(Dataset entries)
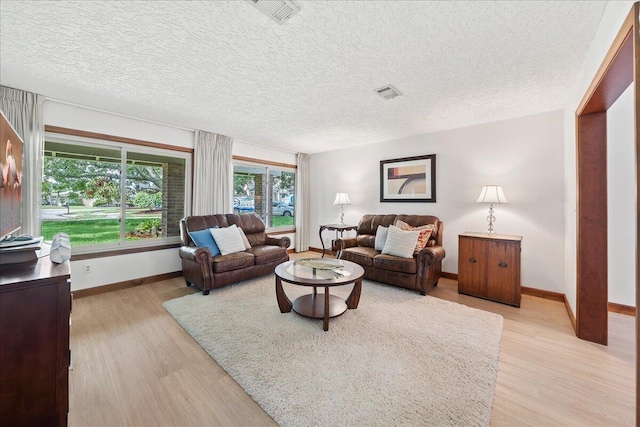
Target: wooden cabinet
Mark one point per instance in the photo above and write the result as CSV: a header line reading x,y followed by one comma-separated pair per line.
x,y
489,266
35,305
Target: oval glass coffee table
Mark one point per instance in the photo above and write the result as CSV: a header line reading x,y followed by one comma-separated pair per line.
x,y
319,273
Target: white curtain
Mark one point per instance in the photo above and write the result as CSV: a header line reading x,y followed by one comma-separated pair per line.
x,y
24,110
302,203
213,174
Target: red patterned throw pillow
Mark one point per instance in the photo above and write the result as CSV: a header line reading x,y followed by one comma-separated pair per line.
x,y
423,238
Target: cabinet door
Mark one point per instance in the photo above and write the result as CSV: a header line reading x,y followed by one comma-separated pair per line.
x,y
503,271
471,266
28,346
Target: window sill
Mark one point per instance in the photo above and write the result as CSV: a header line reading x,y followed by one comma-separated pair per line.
x,y
122,251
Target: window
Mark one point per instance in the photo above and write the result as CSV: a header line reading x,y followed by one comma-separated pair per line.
x,y
106,194
267,190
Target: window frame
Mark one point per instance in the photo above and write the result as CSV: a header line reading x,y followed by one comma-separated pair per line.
x,y
126,145
246,161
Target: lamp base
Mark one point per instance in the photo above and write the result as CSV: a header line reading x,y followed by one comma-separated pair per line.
x,y
491,219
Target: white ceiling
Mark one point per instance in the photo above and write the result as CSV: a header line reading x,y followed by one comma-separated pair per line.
x,y
307,85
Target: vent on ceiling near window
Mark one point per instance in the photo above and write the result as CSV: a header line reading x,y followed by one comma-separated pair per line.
x,y
278,10
388,92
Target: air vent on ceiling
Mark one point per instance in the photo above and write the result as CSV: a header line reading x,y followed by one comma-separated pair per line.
x,y
278,10
388,92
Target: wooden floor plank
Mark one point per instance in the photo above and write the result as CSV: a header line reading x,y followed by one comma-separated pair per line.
x,y
134,365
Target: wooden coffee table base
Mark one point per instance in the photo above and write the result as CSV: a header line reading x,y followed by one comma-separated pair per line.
x,y
318,306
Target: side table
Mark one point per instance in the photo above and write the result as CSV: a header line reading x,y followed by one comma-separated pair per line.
x,y
338,228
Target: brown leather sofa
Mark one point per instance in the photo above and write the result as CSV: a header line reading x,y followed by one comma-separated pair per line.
x,y
420,273
206,272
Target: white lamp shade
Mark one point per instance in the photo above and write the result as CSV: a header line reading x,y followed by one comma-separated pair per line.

Problem description:
Going line by line through the entries above, count each line that has the word "wooden", then state the count alone.

Finished task:
3